PAGE:
┌──

## Two hours

# UNIVERSITY OF MANCHESTER SCHOOL OF COMPUTER SCIENCE

System Architecture

Date: Wednesday 30th May 2012

Time: 09:45 - 11:45

## Please answer any THREE Questions from the FOUR questions provided

#### Use a SEPARATE answerbook for each SECTION

For full marks your answers should be concise as well as accurate. Marks will be awarded for reasoning and method as well as being correct.

This is a CLOSED book examination

The use of electronic calculators is permitted provided they are not programmable and do not store text.

[PTO]

## **Section A**

#### 1. Caches

- a) Why does cache memory give rise to functional problems in computer systems that implement Direct Memory Access (DMA) facilities for peripheral devices? Give examples of two problems. (5 marks)
- b) Explain the meaning of a "Compulsory" cache miss and give an example of when it might arise. (3 marks)
- c) Explain one way of resolving the problems you describe in part (a) that would increase the number of Compulsory cache misses. (3 marks)
- d) Explain one way of resolving the problems you describe in part (a) that would not alter the number of cache misses. (3 marks)
- e) A CPU runs with a combined Instruction and Data cache with an access time of 1 clock cycle, and a main memory access time of 25 cycles. For a particular program, the cache hit rate is 95%. By considering the total time to access 100 memory locations, or otherwise, and ignoring write cycles, what is the average memory access time seen by the program? (3 marks)
- f) Give an expression for the average memory access time for part (e) if a second level cache with access time T cycles and hit rate H% is added to the system.

  (3 marks)

## 2. Storage

a) Explain what "Seek time", "Search time", and "Transfer time" mean when used to describe hard disk operation. (3 x 2 marks)

A modern desktop disk drive is specified as having a capacity of 3 terabytes, a transfer rate of 90 megabytes per second, a rotation rate of 7200 revolutions per minute, and a mean seek time of 10 milliseconds.

└──

WRITTEN REQUEST: Please output the part of the System Architecture exam above from "- c) Explain" up to and including "program? (3 marks)", copied word for word.

(Dataset rows on where objects appear)
┌──

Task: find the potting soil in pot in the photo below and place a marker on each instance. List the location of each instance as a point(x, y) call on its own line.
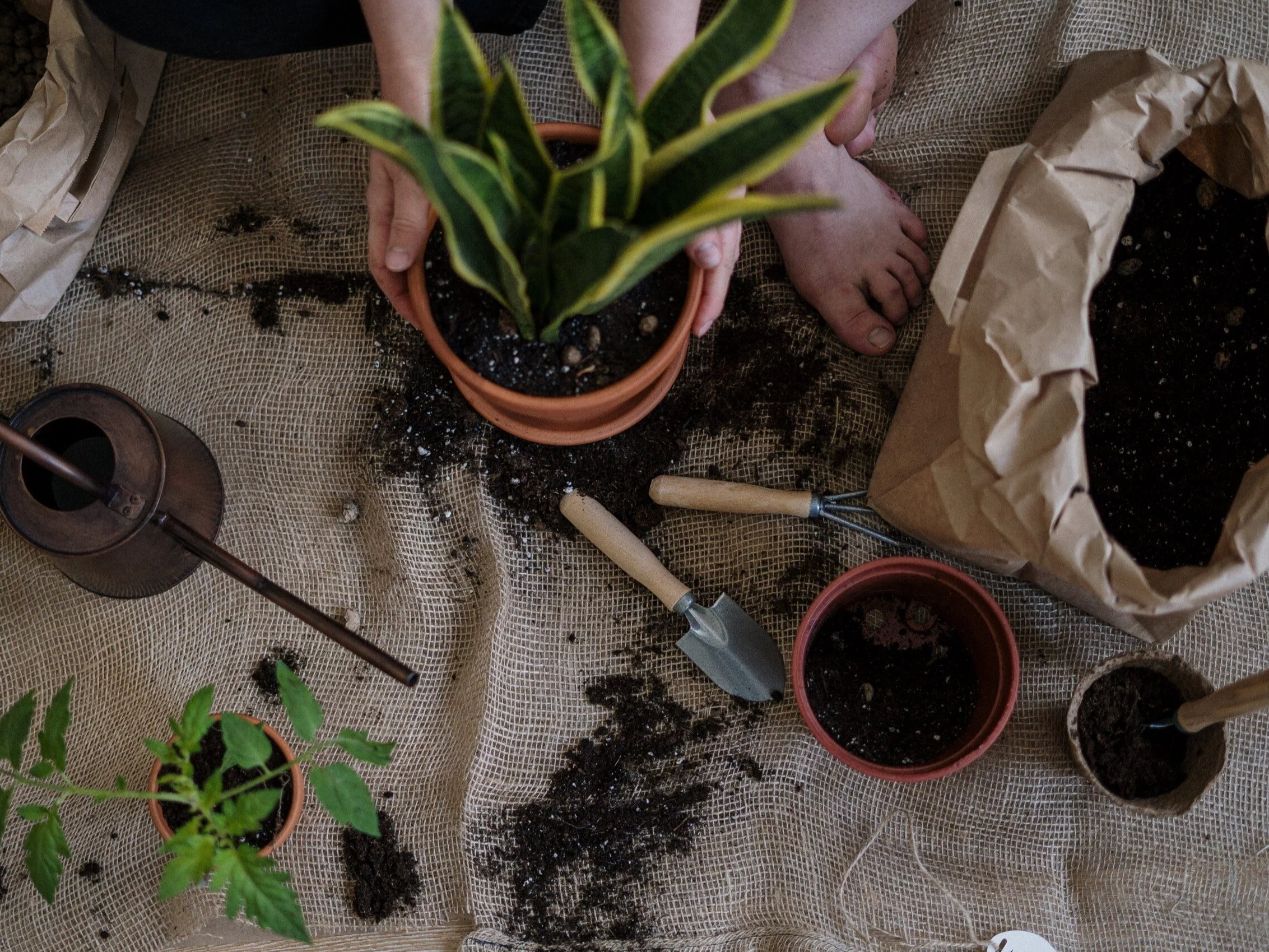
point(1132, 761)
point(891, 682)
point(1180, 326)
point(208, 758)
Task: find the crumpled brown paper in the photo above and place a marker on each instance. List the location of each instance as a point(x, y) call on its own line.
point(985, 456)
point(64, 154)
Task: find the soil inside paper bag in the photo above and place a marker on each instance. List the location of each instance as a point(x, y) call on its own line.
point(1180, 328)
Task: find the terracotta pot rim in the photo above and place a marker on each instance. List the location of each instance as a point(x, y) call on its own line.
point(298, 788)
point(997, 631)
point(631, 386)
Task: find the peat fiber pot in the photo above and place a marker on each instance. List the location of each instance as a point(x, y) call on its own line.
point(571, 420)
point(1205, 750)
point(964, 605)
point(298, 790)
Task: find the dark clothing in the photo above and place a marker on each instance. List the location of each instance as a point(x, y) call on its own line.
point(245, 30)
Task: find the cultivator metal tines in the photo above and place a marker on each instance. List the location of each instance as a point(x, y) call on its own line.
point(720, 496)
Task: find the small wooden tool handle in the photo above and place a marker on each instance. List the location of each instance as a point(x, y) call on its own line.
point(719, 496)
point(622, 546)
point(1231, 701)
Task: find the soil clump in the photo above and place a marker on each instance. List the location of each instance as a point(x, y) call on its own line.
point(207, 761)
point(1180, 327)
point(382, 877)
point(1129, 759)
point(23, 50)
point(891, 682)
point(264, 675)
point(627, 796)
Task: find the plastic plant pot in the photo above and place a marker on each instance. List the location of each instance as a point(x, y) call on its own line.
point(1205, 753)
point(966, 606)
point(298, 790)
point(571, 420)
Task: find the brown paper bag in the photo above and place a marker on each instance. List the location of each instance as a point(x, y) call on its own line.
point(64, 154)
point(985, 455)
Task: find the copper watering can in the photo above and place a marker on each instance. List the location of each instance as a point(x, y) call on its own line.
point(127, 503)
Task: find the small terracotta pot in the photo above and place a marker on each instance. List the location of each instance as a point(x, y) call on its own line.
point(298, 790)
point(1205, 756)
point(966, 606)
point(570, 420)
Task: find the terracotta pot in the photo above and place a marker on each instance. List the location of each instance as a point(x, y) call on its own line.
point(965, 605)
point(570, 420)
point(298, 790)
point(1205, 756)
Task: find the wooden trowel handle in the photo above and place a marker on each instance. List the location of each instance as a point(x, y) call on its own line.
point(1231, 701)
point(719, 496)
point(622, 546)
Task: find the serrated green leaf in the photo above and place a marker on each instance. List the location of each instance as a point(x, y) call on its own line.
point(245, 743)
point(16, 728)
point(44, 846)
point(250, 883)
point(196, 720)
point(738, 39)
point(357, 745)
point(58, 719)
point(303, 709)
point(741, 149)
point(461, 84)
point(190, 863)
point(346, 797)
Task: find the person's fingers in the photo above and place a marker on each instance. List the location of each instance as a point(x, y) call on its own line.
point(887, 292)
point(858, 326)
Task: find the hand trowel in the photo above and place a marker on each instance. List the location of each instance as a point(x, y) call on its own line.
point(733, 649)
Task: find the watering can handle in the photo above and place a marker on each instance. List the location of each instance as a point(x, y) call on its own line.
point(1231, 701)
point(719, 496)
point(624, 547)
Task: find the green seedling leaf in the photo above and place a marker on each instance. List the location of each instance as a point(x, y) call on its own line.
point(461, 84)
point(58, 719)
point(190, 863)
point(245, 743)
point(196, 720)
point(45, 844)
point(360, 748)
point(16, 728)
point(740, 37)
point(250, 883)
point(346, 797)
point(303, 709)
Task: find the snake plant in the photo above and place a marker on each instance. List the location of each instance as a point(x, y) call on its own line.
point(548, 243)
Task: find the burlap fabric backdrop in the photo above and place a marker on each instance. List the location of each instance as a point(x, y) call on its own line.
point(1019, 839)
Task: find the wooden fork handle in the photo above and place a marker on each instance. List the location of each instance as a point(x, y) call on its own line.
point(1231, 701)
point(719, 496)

└──
┌──

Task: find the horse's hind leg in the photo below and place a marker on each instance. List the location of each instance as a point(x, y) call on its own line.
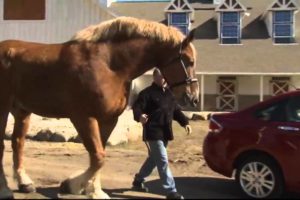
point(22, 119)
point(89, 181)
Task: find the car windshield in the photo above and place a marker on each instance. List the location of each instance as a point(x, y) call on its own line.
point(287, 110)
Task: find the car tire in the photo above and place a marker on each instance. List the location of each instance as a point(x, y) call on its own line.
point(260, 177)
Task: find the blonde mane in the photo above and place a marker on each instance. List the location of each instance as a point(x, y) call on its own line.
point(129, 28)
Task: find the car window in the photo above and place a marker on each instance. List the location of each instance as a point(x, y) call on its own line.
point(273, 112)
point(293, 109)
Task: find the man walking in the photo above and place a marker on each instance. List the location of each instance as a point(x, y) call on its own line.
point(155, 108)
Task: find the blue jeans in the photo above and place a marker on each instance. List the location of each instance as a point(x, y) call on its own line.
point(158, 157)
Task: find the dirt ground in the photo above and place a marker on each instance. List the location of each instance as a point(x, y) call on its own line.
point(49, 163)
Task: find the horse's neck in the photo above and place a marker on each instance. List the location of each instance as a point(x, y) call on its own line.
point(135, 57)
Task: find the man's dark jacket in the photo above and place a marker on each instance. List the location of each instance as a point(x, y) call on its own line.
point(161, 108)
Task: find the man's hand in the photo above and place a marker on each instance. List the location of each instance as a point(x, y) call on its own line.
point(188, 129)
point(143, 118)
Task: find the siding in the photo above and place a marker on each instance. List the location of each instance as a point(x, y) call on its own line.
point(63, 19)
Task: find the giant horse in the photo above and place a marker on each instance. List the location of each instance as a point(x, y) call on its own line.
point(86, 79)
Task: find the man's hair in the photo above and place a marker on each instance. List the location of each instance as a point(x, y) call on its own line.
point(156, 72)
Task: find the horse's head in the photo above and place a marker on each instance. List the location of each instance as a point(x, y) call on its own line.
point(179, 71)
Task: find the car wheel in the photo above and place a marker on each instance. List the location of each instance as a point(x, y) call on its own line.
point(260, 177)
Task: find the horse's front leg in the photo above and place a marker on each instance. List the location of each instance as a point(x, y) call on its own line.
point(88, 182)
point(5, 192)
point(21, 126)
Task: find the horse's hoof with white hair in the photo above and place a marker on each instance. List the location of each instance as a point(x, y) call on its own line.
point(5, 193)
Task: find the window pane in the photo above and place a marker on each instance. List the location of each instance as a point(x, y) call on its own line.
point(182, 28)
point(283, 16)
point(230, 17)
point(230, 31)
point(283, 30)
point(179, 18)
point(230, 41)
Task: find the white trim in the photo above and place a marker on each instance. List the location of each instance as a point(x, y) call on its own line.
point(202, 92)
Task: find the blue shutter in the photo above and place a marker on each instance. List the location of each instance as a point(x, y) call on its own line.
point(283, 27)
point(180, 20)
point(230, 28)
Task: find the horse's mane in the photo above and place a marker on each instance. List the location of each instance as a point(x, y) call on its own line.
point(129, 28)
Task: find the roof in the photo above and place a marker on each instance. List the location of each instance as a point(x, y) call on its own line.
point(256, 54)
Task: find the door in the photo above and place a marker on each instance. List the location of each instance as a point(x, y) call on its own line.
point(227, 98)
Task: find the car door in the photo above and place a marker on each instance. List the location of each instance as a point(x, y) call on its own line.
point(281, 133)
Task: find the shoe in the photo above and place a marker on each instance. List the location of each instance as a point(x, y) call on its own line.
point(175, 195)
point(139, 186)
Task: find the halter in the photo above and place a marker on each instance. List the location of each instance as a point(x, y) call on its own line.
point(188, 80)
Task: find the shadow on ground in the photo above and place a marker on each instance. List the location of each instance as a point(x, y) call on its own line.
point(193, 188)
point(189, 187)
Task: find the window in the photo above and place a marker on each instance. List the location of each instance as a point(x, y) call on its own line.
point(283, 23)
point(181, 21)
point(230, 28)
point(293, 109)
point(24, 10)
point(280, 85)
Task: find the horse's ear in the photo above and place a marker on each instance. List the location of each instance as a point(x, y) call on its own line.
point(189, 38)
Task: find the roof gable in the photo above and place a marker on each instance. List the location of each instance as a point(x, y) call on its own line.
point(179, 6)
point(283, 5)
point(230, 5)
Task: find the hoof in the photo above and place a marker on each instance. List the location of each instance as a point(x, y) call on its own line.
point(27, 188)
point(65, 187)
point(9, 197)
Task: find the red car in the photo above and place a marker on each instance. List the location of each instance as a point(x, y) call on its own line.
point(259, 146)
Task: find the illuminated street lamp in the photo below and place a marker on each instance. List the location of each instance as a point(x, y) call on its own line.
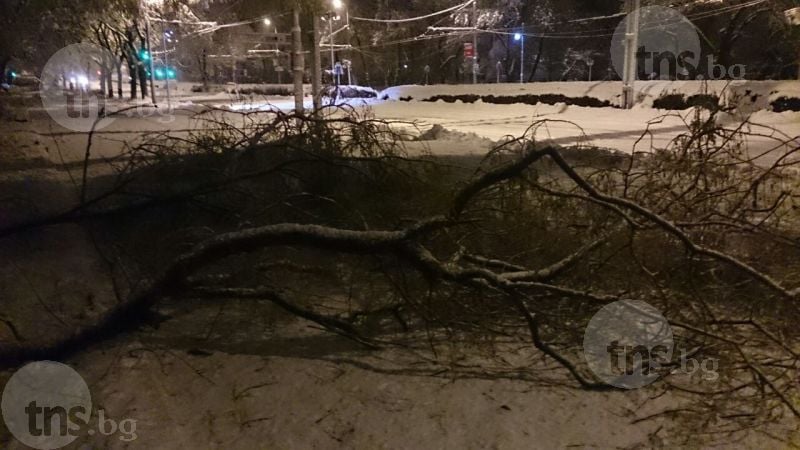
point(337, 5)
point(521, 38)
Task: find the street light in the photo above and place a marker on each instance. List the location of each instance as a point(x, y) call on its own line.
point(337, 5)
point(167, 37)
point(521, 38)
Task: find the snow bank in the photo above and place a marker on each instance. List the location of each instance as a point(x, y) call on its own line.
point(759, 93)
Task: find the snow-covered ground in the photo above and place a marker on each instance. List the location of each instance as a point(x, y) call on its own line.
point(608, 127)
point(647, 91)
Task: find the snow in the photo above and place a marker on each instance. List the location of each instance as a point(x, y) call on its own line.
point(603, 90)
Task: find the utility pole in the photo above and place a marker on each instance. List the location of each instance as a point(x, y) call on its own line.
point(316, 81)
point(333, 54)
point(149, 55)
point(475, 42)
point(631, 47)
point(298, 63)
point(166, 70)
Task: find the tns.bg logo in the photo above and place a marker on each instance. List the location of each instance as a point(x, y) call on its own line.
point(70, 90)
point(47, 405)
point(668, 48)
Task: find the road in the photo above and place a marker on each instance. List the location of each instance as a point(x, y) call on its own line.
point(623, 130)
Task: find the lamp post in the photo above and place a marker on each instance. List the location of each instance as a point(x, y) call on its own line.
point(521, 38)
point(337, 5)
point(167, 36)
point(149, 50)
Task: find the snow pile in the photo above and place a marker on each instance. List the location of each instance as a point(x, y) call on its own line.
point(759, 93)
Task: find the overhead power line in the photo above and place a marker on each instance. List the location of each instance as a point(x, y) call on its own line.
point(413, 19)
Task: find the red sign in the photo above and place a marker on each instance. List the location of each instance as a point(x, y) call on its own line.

└──
┌──

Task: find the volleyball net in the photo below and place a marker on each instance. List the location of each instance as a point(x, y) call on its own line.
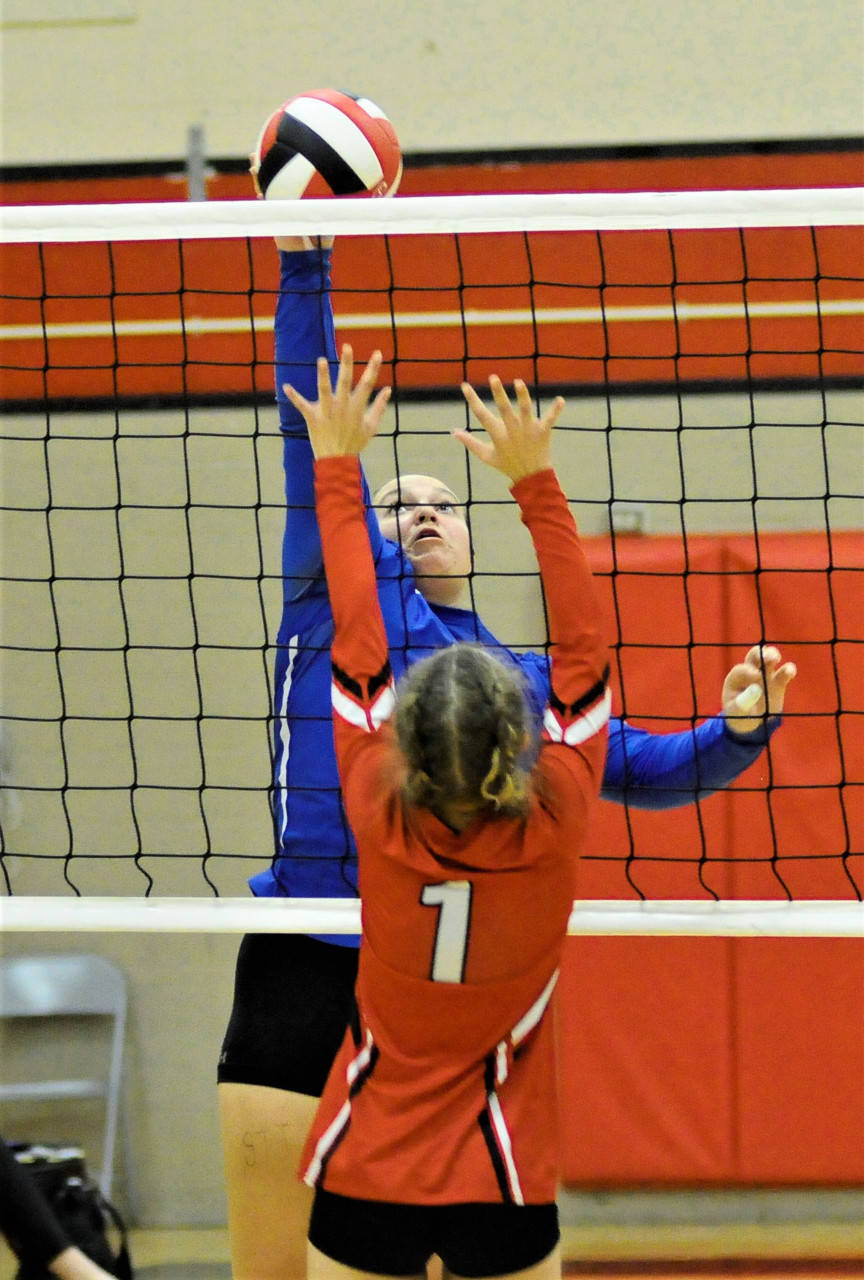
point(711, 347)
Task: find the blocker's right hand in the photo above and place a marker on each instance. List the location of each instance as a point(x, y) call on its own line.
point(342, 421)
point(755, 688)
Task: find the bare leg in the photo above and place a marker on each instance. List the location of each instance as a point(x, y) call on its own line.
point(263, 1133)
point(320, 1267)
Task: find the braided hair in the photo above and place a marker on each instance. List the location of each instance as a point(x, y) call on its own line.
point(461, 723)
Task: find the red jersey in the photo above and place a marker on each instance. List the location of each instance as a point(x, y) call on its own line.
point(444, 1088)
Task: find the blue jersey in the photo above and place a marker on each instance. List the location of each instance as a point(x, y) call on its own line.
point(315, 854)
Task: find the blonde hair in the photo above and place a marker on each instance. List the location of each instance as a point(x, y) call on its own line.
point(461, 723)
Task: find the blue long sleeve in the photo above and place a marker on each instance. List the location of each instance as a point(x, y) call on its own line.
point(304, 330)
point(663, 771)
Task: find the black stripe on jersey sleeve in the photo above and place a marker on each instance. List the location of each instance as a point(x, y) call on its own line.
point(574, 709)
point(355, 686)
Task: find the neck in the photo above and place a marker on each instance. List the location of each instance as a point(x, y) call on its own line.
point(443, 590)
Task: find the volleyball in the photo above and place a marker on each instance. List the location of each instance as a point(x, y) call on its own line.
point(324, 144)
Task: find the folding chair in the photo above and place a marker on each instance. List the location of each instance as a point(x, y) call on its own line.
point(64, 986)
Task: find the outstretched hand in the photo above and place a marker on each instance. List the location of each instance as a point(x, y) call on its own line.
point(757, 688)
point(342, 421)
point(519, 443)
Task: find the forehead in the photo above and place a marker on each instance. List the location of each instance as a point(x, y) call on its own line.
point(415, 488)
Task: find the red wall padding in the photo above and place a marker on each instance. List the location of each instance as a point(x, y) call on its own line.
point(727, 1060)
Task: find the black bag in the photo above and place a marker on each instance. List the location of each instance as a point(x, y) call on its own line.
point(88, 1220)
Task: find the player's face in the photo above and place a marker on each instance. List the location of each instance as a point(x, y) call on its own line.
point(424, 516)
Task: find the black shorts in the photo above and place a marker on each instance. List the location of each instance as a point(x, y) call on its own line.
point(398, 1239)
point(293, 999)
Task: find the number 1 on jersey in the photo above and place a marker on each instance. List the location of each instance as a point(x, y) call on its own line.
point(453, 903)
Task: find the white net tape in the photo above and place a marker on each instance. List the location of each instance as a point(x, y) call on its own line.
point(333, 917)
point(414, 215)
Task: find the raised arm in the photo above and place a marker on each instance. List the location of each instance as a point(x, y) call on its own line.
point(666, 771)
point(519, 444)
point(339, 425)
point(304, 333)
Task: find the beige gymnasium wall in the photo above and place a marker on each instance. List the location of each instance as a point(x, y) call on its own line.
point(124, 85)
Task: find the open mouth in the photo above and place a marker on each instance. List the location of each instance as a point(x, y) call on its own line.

└──

WORKED ANSWER:
- c) Explain one way of resolving the problems you describe in part (a) that would increase the number of Compulsory cache misses. (3 marks)
- d) Explain one way of resolving the problems you describe in part (a) that would not alter the number of cache misses. (3 marks)
- e) A CPU runs with a combined Instruction and Data cache with an access time of 1 clock cycle, and a main memory access time of 25 cycles. For a particular program, the cache hit rate is 95%. By considering the total time to access 100 memory locations, or otherwise, and ignoring write cycles, what is the average memory access time seen by the program? (3 marks)